Can you reproduce the lines below word for word, from the very first one through the line containing "278L466 243L320 242L321", with both ends included and the pictures left out?

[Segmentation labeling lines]
[start]

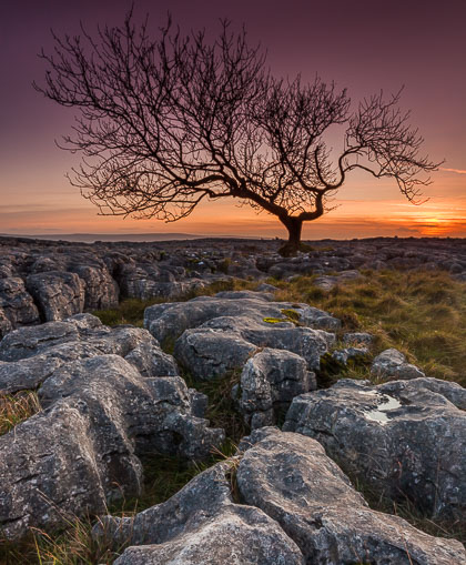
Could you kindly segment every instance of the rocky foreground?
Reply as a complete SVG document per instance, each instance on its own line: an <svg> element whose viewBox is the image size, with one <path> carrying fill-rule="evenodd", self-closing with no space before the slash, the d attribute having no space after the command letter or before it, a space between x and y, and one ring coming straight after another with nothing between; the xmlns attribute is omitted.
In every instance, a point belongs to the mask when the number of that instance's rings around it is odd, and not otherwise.
<svg viewBox="0 0 466 565"><path fill-rule="evenodd" d="M466 278L466 243L320 242L321 251L286 261L278 242L0 244L0 392L36 390L42 406L0 436L1 536L20 541L31 527L103 516L110 503L141 494L148 453L205 460L225 433L205 420L209 401L195 383L235 375L230 394L251 434L169 501L102 517L95 538L126 547L116 564L466 562L459 542L371 509L353 486L464 523L458 384L425 375L396 350L374 356L369 334L344 333L310 304L277 302L265 283L150 306L144 329L110 329L83 313L227 276L313 272L323 289L362 268ZM341 366L371 360L367 380L317 390L323 356Z"/></svg>

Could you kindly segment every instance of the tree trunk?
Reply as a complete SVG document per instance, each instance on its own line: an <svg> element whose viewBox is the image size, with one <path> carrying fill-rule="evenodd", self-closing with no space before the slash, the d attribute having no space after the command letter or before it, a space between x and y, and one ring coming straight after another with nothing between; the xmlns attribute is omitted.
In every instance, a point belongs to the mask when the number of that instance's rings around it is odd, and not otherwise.
<svg viewBox="0 0 466 565"><path fill-rule="evenodd" d="M301 246L301 231L303 229L303 220L298 218L281 218L280 221L288 231L288 241L278 250L284 258L296 255Z"/></svg>

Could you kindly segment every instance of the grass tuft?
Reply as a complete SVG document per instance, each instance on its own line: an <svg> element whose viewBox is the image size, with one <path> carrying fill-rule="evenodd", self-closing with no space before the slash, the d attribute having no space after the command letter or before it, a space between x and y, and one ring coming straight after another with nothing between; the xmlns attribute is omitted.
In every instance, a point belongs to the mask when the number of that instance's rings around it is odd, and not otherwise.
<svg viewBox="0 0 466 565"><path fill-rule="evenodd" d="M10 432L16 425L41 410L34 391L21 391L16 394L0 393L0 435Z"/></svg>

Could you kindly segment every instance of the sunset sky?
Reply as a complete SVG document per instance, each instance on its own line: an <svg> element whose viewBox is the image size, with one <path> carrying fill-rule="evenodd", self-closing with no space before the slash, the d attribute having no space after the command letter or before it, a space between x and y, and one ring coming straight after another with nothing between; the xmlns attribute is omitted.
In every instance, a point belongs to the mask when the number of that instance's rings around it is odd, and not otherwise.
<svg viewBox="0 0 466 565"><path fill-rule="evenodd" d="M97 209L64 174L79 155L61 151L55 139L70 132L74 111L36 92L51 51L50 29L79 32L79 22L119 24L130 0L17 0L0 7L0 233L150 233L285 236L278 221L233 202L211 202L190 218L163 222L98 216ZM184 31L219 29L219 19L245 23L252 43L267 49L277 75L347 88L354 102L364 95L397 92L425 138L425 152L445 159L424 191L428 201L409 204L393 181L358 173L341 189L338 206L305 224L304 236L466 236L466 2L443 0L254 1L135 0L156 28L168 10Z"/></svg>

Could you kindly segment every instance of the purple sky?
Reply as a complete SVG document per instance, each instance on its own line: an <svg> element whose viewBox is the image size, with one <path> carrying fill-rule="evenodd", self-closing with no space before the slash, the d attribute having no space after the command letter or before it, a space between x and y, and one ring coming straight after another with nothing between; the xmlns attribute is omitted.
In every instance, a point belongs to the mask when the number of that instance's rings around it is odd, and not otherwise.
<svg viewBox="0 0 466 565"><path fill-rule="evenodd" d="M466 235L464 0L435 4L417 0L136 0L134 4L136 14L150 13L154 28L164 23L168 10L185 31L219 29L220 18L237 26L244 22L251 41L267 48L275 73L293 77L302 72L304 79L317 73L346 87L355 101L381 89L395 92L405 84L402 105L412 109L412 122L426 139L426 152L434 160L446 159L443 168L452 170L434 174L434 183L426 191L430 201L424 208L406 206L394 183L354 178L340 192L341 208L308 233L321 230L325 236L357 236L376 233L378 225L379 233L402 230L404 234L413 221L422 225L439 219L444 228L454 225L453 231L442 234L455 234L456 230ZM77 158L57 149L53 140L70 131L73 111L55 107L32 89L31 82L40 82L44 73L37 53L42 47L50 51L51 28L62 34L79 32L80 20L89 30L97 23L120 23L130 6L125 0L1 2L0 233L243 230L281 234L281 226L270 216L255 220L245 208L237 210L232 204L207 205L169 226L153 221L100 219L64 179ZM224 219L231 219L231 229L225 229L224 221L216 224L220 211Z"/></svg>

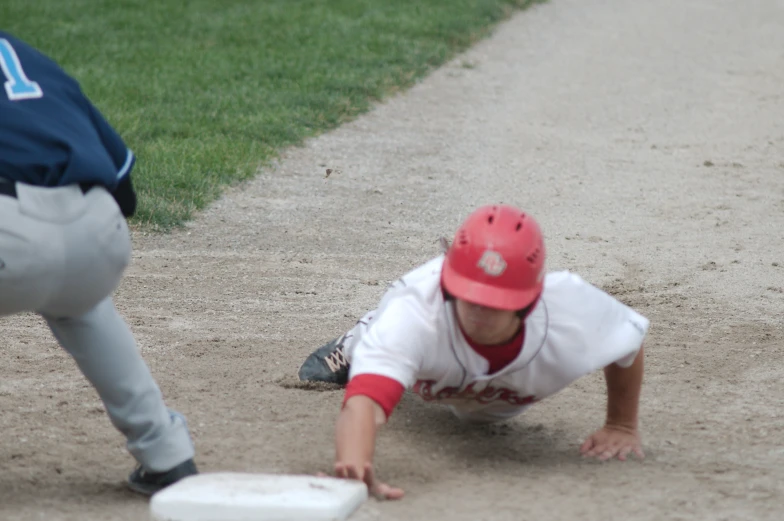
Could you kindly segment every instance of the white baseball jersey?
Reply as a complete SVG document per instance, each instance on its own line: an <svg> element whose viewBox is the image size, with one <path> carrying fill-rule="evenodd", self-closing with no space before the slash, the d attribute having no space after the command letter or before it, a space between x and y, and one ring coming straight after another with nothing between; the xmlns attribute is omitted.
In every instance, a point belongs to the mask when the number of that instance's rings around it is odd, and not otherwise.
<svg viewBox="0 0 784 521"><path fill-rule="evenodd" d="M514 416L613 362L628 367L649 320L568 271L549 273L523 348L494 374L445 301L439 256L409 272L346 334L350 378L381 375L466 419Z"/></svg>

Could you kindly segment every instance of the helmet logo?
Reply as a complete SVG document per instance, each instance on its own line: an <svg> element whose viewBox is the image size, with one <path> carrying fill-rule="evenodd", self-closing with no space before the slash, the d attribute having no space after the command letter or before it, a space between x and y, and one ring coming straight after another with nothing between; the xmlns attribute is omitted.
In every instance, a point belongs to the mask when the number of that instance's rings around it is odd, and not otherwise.
<svg viewBox="0 0 784 521"><path fill-rule="evenodd" d="M476 265L491 277L498 277L506 271L506 261L500 253L493 250L485 250Z"/></svg>

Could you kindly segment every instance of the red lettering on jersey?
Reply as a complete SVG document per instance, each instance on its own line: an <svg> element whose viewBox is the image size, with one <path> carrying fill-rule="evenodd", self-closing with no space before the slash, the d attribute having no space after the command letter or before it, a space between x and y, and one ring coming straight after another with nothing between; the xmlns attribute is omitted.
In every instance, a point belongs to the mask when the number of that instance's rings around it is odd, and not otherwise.
<svg viewBox="0 0 784 521"><path fill-rule="evenodd" d="M492 385L488 385L481 391L476 391L474 390L476 382L468 384L464 389L460 389L459 387L444 387L434 394L433 386L436 383L435 380L417 380L414 384L413 391L427 402L465 400L477 401L483 405L492 402L506 402L509 405L523 406L530 405L537 401L535 396L520 396L517 391L507 389L506 387L493 387Z"/></svg>

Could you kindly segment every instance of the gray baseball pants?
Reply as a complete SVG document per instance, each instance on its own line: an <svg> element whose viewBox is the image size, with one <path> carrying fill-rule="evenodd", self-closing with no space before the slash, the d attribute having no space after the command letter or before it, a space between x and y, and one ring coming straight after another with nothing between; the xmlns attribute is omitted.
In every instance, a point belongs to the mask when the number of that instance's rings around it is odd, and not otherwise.
<svg viewBox="0 0 784 521"><path fill-rule="evenodd" d="M17 183L16 191L16 198L0 195L0 316L44 317L145 469L192 458L184 418L166 407L112 303L131 258L117 203L100 187L82 193Z"/></svg>

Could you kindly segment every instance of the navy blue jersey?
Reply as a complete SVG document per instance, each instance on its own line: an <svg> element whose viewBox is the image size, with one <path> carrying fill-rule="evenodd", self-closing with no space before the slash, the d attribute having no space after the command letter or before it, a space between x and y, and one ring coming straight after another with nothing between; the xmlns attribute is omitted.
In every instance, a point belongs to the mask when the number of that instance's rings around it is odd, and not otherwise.
<svg viewBox="0 0 784 521"><path fill-rule="evenodd" d="M0 177L37 186L114 191L134 155L50 58L0 31ZM130 179L130 178L128 178Z"/></svg>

[end]

» The reply:
Could you kindly segment every instance of the rocky foreground?
Reply as a complete SVG document per instance, each instance on its own line: an <svg> element whose viewBox is the image size, with one <path> carrying fill-rule="evenodd", self-closing with no space before the slash, the d attribute having no space after the command letter or before it, a space between x and y, and one ring coming straight after another with nothing between; the xmlns attribute is omitted.
In every instance, a point belongs to the mask when the number of that instance's rings around it is odd, and not otherwise.
<svg viewBox="0 0 466 565"><path fill-rule="evenodd" d="M466 278L466 243L320 242L321 251L286 261L278 242L0 244L0 392L36 390L42 406L0 436L1 536L20 541L31 527L103 516L110 503L141 494L148 453L205 460L225 433L205 420L209 401L195 383L235 375L230 394L251 434L169 501L102 517L95 538L126 547L116 564L466 562L459 542L371 509L353 486L464 523L458 384L425 375L396 350L374 356L369 334L344 333L310 304L277 302L265 283L150 306L144 329L110 329L83 313L227 276L313 272L323 289L362 268ZM341 366L371 360L367 380L317 390L323 356Z"/></svg>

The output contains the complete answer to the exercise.